[Set of tasks]:
[1] Can you retype the stretch of the comment thread on congestion from "The last thing" through "Americans never dying."?
[2] Can you answer these questions about the comment thread on congestion?
(a) How many years of experience does the Antiplanner have critiquing government land-use and transportation plans?
(b) What share of the population uses the boondoggles, according to the first comment?
(c) To what age does the EPA say the Clean Air Act should have the average American living, according to the second comment?
[3] Could you write what follows in the comment thread on congestion, continuing from where it stops?

The Antiplanner is a forester and economist with more than fifty years of experience critiquing government land-use and transportation plans.

39 Responses to Putting a Human Face on Congestion

  1. metrosucks says:

    The kind of planners you’re talking about don’t give a shit about premature babies or anything else. All they care about is their fanatical smart growth agenda and their hysterical war on suburbia. Implementing variable tolls isn’t something that will be resisted so much by drivers, as by planners, who are afraid that uncongested roads will lure traffic away from their already underutilized pet rail boondoggles.

    The last thing in the world that planners want to do is to improve the facilities used by over 90% of all people. It’s much more important to pour billions of dollars into the boondoggles used by 2% of the population.

  2. Sandy Teal says:

    The Antiplanner is buying into all these sociology and urban planning fallacies with this post. He needs to learn statistics, especially how when you combine 3 studies like this you end up with a 10% or less chance of the correlation being statistically significant.

    According to the EPA, the Clean Air Act alone should have the average American living to age 130, and a third of Americans never dying.

Source records:

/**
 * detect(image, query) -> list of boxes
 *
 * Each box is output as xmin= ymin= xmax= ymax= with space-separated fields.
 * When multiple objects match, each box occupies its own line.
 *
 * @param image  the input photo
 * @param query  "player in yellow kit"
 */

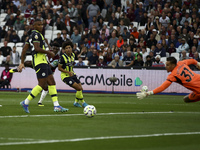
xmin=18 ymin=19 xmax=68 ymax=113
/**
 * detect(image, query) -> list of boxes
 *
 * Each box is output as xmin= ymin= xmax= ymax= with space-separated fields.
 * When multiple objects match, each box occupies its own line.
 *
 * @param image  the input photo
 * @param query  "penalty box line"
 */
xmin=0 ymin=111 xmax=200 ymax=119
xmin=0 ymin=132 xmax=200 ymax=146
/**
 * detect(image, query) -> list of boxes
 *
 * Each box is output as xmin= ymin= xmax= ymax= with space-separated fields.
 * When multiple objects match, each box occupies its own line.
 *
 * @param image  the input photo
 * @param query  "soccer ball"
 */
xmin=83 ymin=105 xmax=97 ymax=118
xmin=141 ymin=85 xmax=148 ymax=92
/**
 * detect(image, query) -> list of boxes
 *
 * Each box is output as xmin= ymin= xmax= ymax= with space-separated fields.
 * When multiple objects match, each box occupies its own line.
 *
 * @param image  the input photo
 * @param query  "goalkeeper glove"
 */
xmin=136 ymin=91 xmax=154 ymax=100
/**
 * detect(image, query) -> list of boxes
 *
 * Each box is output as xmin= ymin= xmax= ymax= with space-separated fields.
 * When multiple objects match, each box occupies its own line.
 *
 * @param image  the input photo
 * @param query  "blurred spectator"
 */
xmin=53 ymin=32 xmax=63 ymax=45
xmin=123 ymin=14 xmax=130 ymax=26
xmin=119 ymin=20 xmax=125 ymax=34
xmin=99 ymin=34 xmax=108 ymax=43
xmin=24 ymin=4 xmax=34 ymax=19
xmin=0 ymin=41 xmax=12 ymax=61
xmin=152 ymin=55 xmax=165 ymax=67
xmin=108 ymin=13 xmax=119 ymax=26
xmin=144 ymin=55 xmax=153 ymax=67
xmin=189 ymin=46 xmax=197 ymax=58
xmin=147 ymin=34 xmax=157 ymax=48
xmin=159 ymin=12 xmax=170 ymax=28
xmin=131 ymin=27 xmax=139 ymax=39
xmin=78 ymin=46 xmax=87 ymax=60
xmin=140 ymin=47 xmax=149 ymax=62
xmin=103 ymin=48 xmax=112 ymax=64
xmin=14 ymin=18 xmax=24 ymax=31
xmin=115 ymin=7 xmax=123 ymax=19
xmin=0 ymin=64 xmax=13 ymax=89
xmin=6 ymin=15 xmax=15 ymax=27
xmin=11 ymin=46 xmax=20 ymax=65
xmin=89 ymin=28 xmax=99 ymax=41
xmin=72 ymin=43 xmax=80 ymax=60
xmin=133 ymin=53 xmax=144 ymax=67
xmin=167 ymin=42 xmax=176 ymax=56
xmin=176 ymin=38 xmax=189 ymax=53
xmin=19 ymin=0 xmax=28 ymax=13
xmin=123 ymin=51 xmax=134 ymax=67
xmin=89 ymin=38 xmax=100 ymax=50
xmin=97 ymin=56 xmax=107 ymax=67
xmin=88 ymin=49 xmax=99 ymax=66
xmin=3 ymin=8 xmax=12 ymax=22
xmin=86 ymin=0 xmax=100 ymax=24
xmin=108 ymin=31 xmax=118 ymax=48
xmin=193 ymin=52 xmax=200 ymax=62
xmin=10 ymin=31 xmax=20 ymax=43
xmin=154 ymin=43 xmax=166 ymax=57
xmin=117 ymin=35 xmax=124 ymax=48
xmin=181 ymin=12 xmax=191 ymax=25
xmin=21 ymin=31 xmax=29 ymax=43
xmin=71 ymin=29 xmax=81 ymax=44
xmin=112 ymin=46 xmax=123 ymax=60
xmin=75 ymin=57 xmax=86 ymax=66
xmin=108 ymin=55 xmax=123 ymax=68
xmin=122 ymin=27 xmax=130 ymax=40
xmin=179 ymin=50 xmax=190 ymax=61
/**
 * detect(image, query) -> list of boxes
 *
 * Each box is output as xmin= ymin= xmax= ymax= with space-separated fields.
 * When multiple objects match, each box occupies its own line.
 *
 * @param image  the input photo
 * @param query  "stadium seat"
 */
xmin=7 ymin=42 xmax=15 ymax=48
xmin=160 ymin=57 xmax=167 ymax=64
xmin=15 ymin=42 xmax=24 ymax=47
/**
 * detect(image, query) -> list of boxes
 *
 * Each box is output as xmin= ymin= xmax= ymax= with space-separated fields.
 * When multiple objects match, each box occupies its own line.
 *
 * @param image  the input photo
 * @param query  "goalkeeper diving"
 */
xmin=136 ymin=57 xmax=200 ymax=103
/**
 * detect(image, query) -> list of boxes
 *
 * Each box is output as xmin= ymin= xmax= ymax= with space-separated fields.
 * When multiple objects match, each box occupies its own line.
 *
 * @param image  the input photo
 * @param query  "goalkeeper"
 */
xmin=136 ymin=57 xmax=200 ymax=103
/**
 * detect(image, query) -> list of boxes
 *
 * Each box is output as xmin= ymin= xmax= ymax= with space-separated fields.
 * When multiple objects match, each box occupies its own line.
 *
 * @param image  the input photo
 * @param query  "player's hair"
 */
xmin=167 ymin=57 xmax=177 ymax=65
xmin=52 ymin=42 xmax=60 ymax=47
xmin=62 ymin=41 xmax=73 ymax=49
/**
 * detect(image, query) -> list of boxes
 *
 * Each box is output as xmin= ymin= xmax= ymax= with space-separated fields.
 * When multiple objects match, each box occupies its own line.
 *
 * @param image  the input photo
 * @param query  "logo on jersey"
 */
xmin=42 ymin=72 xmax=46 ymax=77
xmin=35 ymin=35 xmax=38 ymax=39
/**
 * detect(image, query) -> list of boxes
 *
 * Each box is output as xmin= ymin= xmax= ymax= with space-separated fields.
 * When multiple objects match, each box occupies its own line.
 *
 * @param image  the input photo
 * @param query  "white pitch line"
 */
xmin=0 ymin=132 xmax=200 ymax=146
xmin=0 ymin=111 xmax=200 ymax=119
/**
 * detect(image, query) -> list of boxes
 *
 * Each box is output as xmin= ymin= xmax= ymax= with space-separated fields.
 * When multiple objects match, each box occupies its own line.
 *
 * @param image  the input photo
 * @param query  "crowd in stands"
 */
xmin=0 ymin=0 xmax=200 ymax=68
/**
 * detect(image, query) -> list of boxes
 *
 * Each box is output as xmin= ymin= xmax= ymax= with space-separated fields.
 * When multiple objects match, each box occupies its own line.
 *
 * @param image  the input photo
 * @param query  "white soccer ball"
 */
xmin=141 ymin=85 xmax=148 ymax=92
xmin=83 ymin=105 xmax=97 ymax=118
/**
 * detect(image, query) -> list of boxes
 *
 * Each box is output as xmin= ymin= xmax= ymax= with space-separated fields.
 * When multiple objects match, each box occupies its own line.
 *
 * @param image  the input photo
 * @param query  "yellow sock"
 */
xmin=27 ymin=85 xmax=42 ymax=101
xmin=75 ymin=91 xmax=85 ymax=103
xmin=48 ymin=85 xmax=59 ymax=106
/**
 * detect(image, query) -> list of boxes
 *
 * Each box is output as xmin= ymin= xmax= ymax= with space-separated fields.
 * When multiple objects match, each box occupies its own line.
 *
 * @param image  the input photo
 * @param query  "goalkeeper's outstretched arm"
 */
xmin=136 ymin=80 xmax=172 ymax=99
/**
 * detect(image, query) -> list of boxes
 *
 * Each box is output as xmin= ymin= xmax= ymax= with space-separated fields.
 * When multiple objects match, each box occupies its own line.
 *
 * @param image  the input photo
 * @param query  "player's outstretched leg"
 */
xmin=20 ymin=85 xmax=42 ymax=113
xmin=74 ymin=90 xmax=88 ymax=107
xmin=38 ymin=90 xmax=48 ymax=107
xmin=48 ymin=85 xmax=69 ymax=112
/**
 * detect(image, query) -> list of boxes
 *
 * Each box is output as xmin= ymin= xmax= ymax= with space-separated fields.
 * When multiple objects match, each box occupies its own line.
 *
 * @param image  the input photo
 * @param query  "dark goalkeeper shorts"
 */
xmin=35 ymin=64 xmax=52 ymax=79
xmin=63 ymin=75 xmax=80 ymax=87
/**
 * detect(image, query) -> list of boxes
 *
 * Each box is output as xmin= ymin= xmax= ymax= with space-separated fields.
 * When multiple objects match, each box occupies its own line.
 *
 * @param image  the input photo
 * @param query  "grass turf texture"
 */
xmin=0 ymin=92 xmax=200 ymax=150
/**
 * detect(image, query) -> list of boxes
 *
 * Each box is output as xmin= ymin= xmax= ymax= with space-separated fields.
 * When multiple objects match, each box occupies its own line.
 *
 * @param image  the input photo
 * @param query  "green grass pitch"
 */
xmin=0 ymin=92 xmax=200 ymax=150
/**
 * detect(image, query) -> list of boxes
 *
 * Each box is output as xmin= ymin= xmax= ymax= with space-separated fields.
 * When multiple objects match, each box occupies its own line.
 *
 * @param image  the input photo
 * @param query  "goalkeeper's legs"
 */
xmin=183 ymin=92 xmax=200 ymax=103
xmin=72 ymin=82 xmax=88 ymax=107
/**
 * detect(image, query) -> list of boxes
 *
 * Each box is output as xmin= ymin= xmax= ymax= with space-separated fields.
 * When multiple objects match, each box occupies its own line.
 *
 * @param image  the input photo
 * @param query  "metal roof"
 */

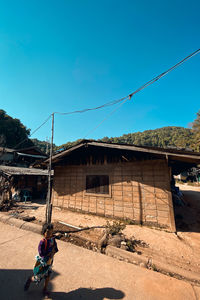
xmin=0 ymin=165 xmax=48 ymax=176
xmin=45 ymin=140 xmax=200 ymax=163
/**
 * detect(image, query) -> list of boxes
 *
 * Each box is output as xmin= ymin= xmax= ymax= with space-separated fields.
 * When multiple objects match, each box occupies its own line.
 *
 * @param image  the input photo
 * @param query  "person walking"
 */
xmin=24 ymin=223 xmax=58 ymax=298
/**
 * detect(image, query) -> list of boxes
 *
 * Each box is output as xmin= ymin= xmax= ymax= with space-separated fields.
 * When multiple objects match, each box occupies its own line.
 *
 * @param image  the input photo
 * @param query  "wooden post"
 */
xmin=46 ymin=113 xmax=54 ymax=224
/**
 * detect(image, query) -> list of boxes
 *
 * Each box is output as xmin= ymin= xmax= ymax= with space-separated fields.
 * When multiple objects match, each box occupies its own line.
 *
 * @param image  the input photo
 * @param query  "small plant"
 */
xmin=106 ymin=221 xmax=126 ymax=235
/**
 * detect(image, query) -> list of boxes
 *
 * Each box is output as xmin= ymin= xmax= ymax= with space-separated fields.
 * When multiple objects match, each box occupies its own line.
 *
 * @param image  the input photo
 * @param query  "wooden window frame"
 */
xmin=84 ymin=172 xmax=112 ymax=198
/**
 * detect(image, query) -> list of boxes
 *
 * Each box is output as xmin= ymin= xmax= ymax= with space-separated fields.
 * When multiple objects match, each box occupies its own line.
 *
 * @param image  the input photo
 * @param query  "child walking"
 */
xmin=24 ymin=224 xmax=58 ymax=297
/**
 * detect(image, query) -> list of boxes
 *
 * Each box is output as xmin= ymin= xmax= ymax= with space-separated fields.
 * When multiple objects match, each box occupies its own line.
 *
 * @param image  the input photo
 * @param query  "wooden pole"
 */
xmin=46 ymin=113 xmax=54 ymax=224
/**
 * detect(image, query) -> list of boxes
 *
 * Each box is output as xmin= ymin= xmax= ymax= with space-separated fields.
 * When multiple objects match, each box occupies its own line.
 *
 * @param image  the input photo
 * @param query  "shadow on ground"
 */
xmin=174 ymin=190 xmax=200 ymax=232
xmin=0 ymin=269 xmax=125 ymax=300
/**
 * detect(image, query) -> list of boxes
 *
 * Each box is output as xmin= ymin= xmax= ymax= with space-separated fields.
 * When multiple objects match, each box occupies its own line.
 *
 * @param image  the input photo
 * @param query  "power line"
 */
xmin=83 ymin=98 xmax=129 ymax=139
xmin=54 ymin=96 xmax=128 ymax=115
xmin=54 ymin=49 xmax=200 ymax=115
xmin=81 ymin=49 xmax=200 ymax=139
xmin=11 ymin=49 xmax=200 ymax=149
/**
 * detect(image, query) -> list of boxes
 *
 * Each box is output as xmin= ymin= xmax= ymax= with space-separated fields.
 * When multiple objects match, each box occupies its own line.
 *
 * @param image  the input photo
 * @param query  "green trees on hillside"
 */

[Responses]:
[1]
The last thing in the world that planners want to do is to improve the facilities used by over 90% of all people. It’s much more important to pour billions of dollars into the boondoggles used by 2% of the population.

  2. Sandy Teal says:

    The Antiplanner is buying into all these sociology and urban planning fallacies with this post. He needs to learn statistics, especially how when you combine 3 studies like this you end up with a 10% or less chance of the correlation being statistically significant.

    According to the EPA, the Clean Air Act alone should have the average American living to age 130, and a third of Americans never dying.

[2]
(a) More than fifty years.
(b) 2%.
(c) Age 130.

[3]
  3. bennett says:

    I second what Sandy has said. Also, housing in close proximity to highways?!?!?! I fell like Mr. O’Toole is aligning himself with planners today.

    I also get that congestion has it’s costs, but how does tolling eliminate those costs without replacing it with another cost (i.e. tolls)? For those that still have to move their goods or who still have to be at work by 8 or 9, is there really any cost savings? Congestion tolling is great at relieving congestion, by reserving the road for those that can afford the new costs while everybody else has to just figure something else out. Wouldn’t this idea create a ground swell of support for public transit spending?

    I’m intrigued by congestion tolling, but intuitively it just seems like a way to price people out of driving. Please opponents, tell me why I’m wrong.

  4. Dan says:

    I appreciate that Randal likes a report that recommends traffic calming strategies as a solution (but it also recommends zoning, so there’s that). Bravo.

    However, it is well-known that notrich people live proximate to highways, so there is little hope for solutions in the current political economy.

    DS

  5. Jardinero1 says:

    Bennett, as the tolls rise, those who can’t afford them switch to carpooling or other types of mass transit. With sufficiently high tolls carpooling and mass transit become the only modes which can both absorb and spread the costs.

  6. bennett says:

    So, congestion tolling does price people out of driving and will result in a groundswell of support for increased public transit spending. Okay, so where are the cost savings again?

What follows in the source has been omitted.